Excerpted text =
━━━━━━━━━━

With no common political values or worldview, relations between the U.S. and Russia will struggle to improve in the wake of the Ukraine crisis.

0 comments

Estimated reading time: 5 minutes

Ruth Deyermond 80x108After President Obama entered office in 2009, his administration launched a ‘reset’ of relations with Russia, with the aim of forming stable and cooperative relationship. Ruth Deyermond writes that the collapse in relations between the two countries following the Russian annexation of Crimea, and Russian military involvement in the Eastern Ukrainian conflict, is precisely what the reset was designed to prevent. She argues that the previous cooperation between Russia and the USA had been on matters of limited importance to both countries. This, combined with weak economic ties, and a lack of common values has made the relationship vulnerable to shocks such as Ukraine, and acts as block to re-establishing meaningful cooperation in the future. 

Despite a serious effort by the Obama administration to permanently ‘reset’ the relationship with Russia, the crisis in Ukraine has pushed relations between Washington and Moscow to their lowest level for nearly 30 years, with no obvious route back. How has it come to this, when both states appeared committed to a different relationship?

When the Obama administration launched a reset of relations with Russia as its first major foreign policy initiative in 2009, it signalled an intention to stabilise one of the most turbulent relationships in the post-Cold War period. Over the last quarter of a century, US-Russia relations have swung between periods of cooperation and alignment, through relative neglect, into hostility, and back again. Earlier low points such as the Kosovo conflict in 1999 and the 2008 Russia-Georgia war, when the George W. Bush administration had contemplated military involvement in support of Georgia, demonstrated the need for a stable, cooperative relationship between the US and Russia both for the sake of global security and to facilitate the US’s foreign policy agenda which Russia – as a permanent member of the United Nations Security Council and a key security player in the European and Central Asian regions – had the ability to disrupt significantly.

Attempts by previous administrations to improve the relationship had been both short-lived (neglected when other, more immediate, priorities surfaced) and based on unrealistic claims of shared values. In 2002, for example, George W. Bush had declared that  ‘’the partnership of America and Russia will continue to grow, based on the foundation of freedom and […] democratic values we hold dear’; within a few years, actions such as the Russian government’s crackdown on foreign NGOs and Russian military action in Georgia made this unthinkable.

The Obama administration appeared to dodge both these problems by grounding the reset in a pragmatic outlook rather than an idealistic one, and attempting to build long-term stability into the relationship through the creation of a structure, the Bilateral Presidential Commission (BPC), that would establish a web of bureaucratic linkages giving predictability to the relationship. Despite attacks by domestic critics who saw it as a concession to a neo-Soviet aggressor, the reset appeared to succeed in advancing US foreign policy in areas such as sanctions against Iran, to move forward areas of mutual interest such as arms control, and to create a stable relationship.

The first significant problems seemed to appear with the dispute over possible action in Syria and the friction resulting from US condemnation of Russian governmental action against election-related protests in late 2011 and early 2012. Neither, however, presented the same order of problem as the crisis in Ukraine. Although the response of the Obama administration was initially measured (with Secretary of State John Kerry stressing on a visit to Kiev that they recognised Russia’s ‘legitimate interests in Ukraine’), the Russian annexation of Crimea and Russian military involvement in the Eastern Ukrainian conflict with the new government in Kiev have produced the most severe response by a US administration to any Russian action since the end of the Cold War, including  sanctions and the suspension of the BPC. At the same time, Obama has approved US assistance for the Ukrainian government, including military equipment and training. This collapse in relations is precisely what the reset was designed, largely, to prevent, and it raises the questions of why has this happened and how US-Russia relations can be improved.

━━━━━━━━━━

Actions to take =
[A] In the article on US-Russia relations, condense the paragraph beginning "The Obama administration appeared to dodge" into a short bulleted list that keeps its main facts.
[B] Carry the article on US-Russia relations forward from its final sentence.

━━━━━━━━━━

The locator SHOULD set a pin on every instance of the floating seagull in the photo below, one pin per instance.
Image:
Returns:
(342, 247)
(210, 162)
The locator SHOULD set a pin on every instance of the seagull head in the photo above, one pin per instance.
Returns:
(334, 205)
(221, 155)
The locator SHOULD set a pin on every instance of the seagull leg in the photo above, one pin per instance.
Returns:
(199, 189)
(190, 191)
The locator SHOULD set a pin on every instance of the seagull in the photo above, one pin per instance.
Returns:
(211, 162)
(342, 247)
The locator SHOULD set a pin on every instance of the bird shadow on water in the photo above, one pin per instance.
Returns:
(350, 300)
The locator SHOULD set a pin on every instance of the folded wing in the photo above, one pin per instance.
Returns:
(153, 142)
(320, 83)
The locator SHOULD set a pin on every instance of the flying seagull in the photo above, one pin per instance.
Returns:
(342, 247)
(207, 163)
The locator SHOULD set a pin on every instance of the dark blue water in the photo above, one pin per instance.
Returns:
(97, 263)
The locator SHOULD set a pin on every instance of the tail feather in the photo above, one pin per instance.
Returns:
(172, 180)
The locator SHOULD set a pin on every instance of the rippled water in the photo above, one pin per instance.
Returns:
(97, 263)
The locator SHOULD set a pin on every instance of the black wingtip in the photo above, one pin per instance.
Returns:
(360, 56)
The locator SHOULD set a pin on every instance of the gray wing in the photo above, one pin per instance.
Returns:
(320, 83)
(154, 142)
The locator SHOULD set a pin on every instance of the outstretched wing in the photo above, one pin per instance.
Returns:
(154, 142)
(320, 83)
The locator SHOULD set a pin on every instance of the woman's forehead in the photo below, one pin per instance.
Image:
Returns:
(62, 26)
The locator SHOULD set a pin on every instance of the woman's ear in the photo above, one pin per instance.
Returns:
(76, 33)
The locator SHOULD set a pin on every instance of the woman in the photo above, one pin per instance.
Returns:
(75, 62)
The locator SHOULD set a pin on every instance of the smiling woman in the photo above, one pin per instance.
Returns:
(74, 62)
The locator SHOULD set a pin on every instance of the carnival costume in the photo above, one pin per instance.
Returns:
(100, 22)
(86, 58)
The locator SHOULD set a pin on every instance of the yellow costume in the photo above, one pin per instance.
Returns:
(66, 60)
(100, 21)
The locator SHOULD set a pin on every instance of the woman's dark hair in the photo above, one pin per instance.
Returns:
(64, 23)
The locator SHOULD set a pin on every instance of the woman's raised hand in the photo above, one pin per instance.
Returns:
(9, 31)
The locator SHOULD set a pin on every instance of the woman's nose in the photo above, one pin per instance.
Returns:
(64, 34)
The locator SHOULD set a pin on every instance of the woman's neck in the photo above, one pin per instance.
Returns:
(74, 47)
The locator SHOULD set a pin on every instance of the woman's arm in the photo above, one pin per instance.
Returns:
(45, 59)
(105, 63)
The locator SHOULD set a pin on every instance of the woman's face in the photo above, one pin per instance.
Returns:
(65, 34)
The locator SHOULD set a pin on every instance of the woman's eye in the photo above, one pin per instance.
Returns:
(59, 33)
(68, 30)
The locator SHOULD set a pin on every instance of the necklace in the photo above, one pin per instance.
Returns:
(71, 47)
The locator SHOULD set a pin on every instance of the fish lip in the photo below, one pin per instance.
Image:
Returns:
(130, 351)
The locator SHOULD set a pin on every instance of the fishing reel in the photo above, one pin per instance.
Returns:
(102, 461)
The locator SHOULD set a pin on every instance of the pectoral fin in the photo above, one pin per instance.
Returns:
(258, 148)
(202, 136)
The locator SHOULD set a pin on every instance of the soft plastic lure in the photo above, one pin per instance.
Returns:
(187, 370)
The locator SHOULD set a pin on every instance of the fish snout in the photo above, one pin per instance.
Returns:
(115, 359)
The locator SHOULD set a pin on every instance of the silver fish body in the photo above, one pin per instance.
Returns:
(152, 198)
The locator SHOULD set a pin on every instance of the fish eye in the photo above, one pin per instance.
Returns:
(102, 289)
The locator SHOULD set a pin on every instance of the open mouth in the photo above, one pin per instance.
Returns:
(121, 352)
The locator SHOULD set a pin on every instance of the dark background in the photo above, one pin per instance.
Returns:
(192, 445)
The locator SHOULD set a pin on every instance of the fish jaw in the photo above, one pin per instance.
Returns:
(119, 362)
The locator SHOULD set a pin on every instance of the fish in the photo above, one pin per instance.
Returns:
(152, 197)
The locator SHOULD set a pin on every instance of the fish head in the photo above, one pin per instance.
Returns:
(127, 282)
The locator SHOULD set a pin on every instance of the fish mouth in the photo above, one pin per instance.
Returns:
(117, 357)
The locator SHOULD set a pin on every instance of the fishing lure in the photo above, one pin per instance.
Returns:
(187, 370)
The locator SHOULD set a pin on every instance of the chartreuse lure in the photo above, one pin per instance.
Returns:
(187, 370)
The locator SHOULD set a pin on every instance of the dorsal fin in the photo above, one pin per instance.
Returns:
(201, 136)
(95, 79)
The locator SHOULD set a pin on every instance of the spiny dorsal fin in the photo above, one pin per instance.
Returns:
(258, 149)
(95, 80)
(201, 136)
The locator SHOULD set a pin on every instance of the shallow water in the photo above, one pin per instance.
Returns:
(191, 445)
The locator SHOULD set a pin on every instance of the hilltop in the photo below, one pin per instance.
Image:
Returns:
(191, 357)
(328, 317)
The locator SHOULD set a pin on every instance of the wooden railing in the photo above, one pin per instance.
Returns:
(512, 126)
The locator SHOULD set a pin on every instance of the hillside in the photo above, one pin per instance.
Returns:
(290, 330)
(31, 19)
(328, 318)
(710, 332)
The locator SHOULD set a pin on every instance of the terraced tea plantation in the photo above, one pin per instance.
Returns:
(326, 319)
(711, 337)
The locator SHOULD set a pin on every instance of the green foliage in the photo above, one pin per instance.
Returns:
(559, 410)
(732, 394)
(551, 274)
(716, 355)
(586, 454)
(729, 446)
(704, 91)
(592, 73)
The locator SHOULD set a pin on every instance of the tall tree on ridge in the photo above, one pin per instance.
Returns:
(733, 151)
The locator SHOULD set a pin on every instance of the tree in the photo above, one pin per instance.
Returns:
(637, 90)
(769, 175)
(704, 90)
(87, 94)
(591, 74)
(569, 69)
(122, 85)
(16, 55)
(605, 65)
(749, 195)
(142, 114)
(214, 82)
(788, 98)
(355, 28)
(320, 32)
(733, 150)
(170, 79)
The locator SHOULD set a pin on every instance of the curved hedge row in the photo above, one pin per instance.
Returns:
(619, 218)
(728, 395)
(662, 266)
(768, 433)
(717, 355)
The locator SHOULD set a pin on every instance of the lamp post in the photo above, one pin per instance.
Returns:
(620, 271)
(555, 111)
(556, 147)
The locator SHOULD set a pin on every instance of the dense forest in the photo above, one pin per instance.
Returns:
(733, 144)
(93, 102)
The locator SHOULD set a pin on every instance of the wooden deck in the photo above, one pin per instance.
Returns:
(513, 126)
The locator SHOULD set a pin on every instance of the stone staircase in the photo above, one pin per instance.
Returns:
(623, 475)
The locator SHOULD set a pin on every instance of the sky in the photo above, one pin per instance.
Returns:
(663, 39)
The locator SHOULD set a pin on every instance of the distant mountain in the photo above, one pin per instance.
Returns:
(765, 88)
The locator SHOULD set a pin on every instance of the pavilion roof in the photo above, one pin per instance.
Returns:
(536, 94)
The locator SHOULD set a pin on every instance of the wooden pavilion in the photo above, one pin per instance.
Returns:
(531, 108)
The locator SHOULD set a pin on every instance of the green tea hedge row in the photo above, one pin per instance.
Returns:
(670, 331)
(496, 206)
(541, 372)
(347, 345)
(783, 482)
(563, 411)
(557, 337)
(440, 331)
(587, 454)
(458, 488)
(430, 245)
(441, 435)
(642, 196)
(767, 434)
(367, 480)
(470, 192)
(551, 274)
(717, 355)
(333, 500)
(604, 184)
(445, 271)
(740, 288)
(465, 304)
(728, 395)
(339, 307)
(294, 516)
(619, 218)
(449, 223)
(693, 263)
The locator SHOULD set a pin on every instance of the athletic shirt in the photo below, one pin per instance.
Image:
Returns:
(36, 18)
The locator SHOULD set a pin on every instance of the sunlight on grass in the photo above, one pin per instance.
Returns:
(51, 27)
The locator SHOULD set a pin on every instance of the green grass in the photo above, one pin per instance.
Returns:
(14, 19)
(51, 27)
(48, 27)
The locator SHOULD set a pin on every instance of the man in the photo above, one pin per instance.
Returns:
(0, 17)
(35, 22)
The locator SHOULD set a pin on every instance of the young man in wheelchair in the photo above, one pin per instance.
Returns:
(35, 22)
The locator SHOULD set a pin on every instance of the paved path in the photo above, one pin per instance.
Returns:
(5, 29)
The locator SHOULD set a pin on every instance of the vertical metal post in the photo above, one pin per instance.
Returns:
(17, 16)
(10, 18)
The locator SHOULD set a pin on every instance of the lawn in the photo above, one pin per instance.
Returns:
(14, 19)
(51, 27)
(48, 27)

━━━━━━━━━━

Results by task =
[A]
- The reset avoided earlier pitfalls by resting on a pragmatic rather than idealistic outlook.
- It aimed for long-term stability through the Bilateral Presidential Commission (BPC), a web of bureaucratic linkages meant to make the relationship predictable.
- Domestic critics attacked it as a concession to a neo-Soviet aggressor.
- It still appeared to advance US foreign policy, as in sanctions against Iran.
- It also appeared to move forward shared interests such as arms control and to create a stable relationship.

[B]
Secretary of Defense Chuck Hagel and Secretary Kerry meet with Russian Foreign Minister Sergey Lavrov, and Russian Defense Minister Sergey Shoygu, at the Department of State Aug. 9, 2013. DoD photo by Sgt. Aaron Hostutler, U.S. Marine Corps. (Released)
Secretary of Defense Chuck Hagel and Secretary Kerry meets with Russian Foreign Minister Sergey Lavrov, at the Department of State Aug. 9, 2013. DoD photo by Sgt. Aaron Hostutler, U.S. Marine Corps. (Released) (CC-By-2.0)

The deterioration in US-Russia relations is connected to several aspects of the contemporary international system and American and Russian perceptions of their own roles in it. The first of these is the friction deriving from their relative positions as global leader and as a second tier power with differing worldviews. The liberal ideology central to US hegemony is one major source of friction because US leadership on humanitarian issues and democracy promotion is assumed by Russia to be directed towards expanding and sustaining US dominance. This is understood to be threatening to the leadership of a profoundly realist, second tier state like Russia – particularly one with its own reasons to be concerned about the possible effects of external engagement in its domestic politics. The reset appeared to moderate these concerns but since the intervention in Libya – which was not opposed by Russia but on which the Russian government has said it was misled – it has become increasingly clear that the Russian government views the Obama administration as prone to hegemonic expansionism under the cover of normative global leadership, just as it thinks the George W. Bush administration was before it. This was a key factor in Russian opposition to intervention in Syria.

This friction is particularly acute in the region of the former Soviet Union, where the US and Russia have fundamentally different interests and objectives. As the global leader with continuing commitments to states such as Georgia; to the principle of democracy promotion; and to the extension of NATO membership (under the right conditions), the US has remained a significant political presence in the region even if less engaged than during the Bush presidency. For the Russian government, this is further evidence of attempts by the US to extend its influence in order to shore up its status as the world’s dominant state, and to undermine Russia.

This is a particular problem for Russia because one of the pillars of its great power identity (an existential matter for the Russian political elite) is its position as the dominant regional power. Activities in support of democracy promotion and the encouragement of regional engagement with Western institutions are interpreted as attempts to attack or weaken Russia and strengthen the US. Even the development of relations between states such as Ukraine and an entirely European organisation, the EU, was seen as an attempt by the US’s closest allies to advance US interests by weakening Russia.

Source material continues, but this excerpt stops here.